## Supplied entries:
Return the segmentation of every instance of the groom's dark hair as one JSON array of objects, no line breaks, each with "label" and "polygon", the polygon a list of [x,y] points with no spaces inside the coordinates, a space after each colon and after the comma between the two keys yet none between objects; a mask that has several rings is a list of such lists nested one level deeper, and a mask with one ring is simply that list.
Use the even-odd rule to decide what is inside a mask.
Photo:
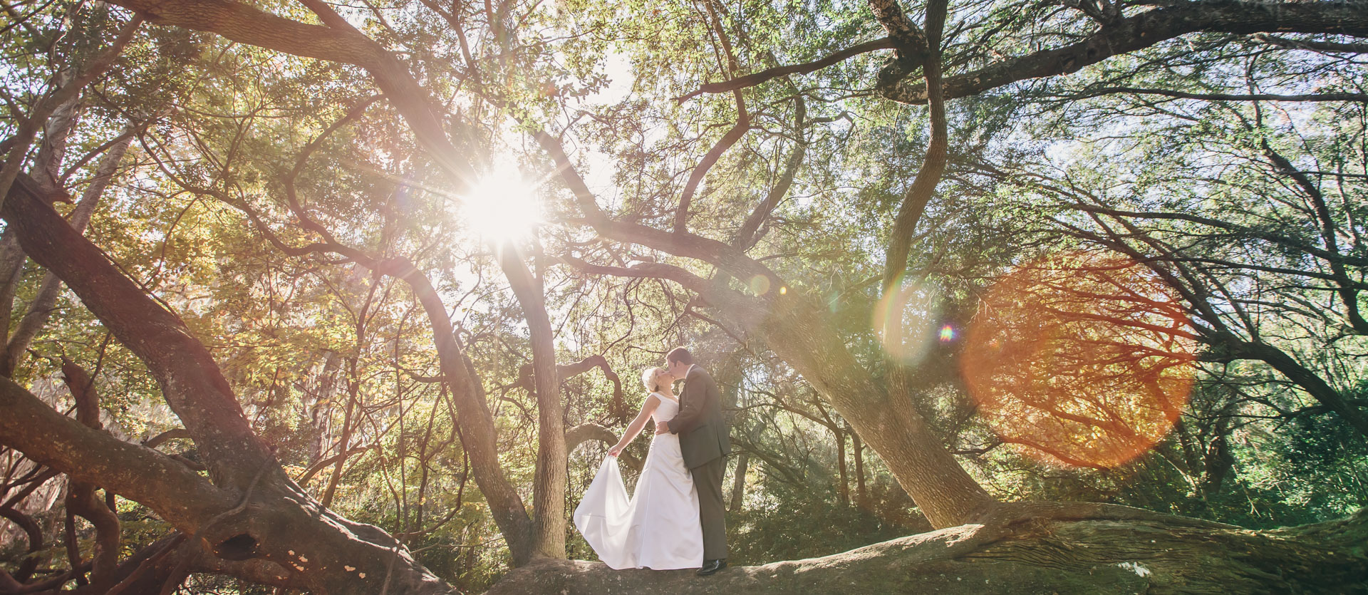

* * *

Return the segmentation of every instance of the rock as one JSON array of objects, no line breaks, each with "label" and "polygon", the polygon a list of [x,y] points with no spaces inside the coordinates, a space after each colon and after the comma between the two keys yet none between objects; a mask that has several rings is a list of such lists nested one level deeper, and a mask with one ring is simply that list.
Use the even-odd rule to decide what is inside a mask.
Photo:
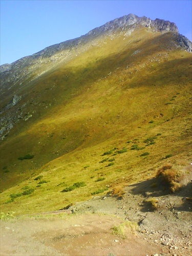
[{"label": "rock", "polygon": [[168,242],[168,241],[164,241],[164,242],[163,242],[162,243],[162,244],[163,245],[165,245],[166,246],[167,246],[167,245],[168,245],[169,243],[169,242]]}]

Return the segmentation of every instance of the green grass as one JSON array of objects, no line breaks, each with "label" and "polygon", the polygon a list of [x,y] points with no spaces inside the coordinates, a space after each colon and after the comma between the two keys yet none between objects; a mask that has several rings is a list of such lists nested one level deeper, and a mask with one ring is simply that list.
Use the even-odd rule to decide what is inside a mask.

## Exercise goal:
How many lines of the records above contain the string "after"? Reply with the number only.

## Solution to the exercise:
3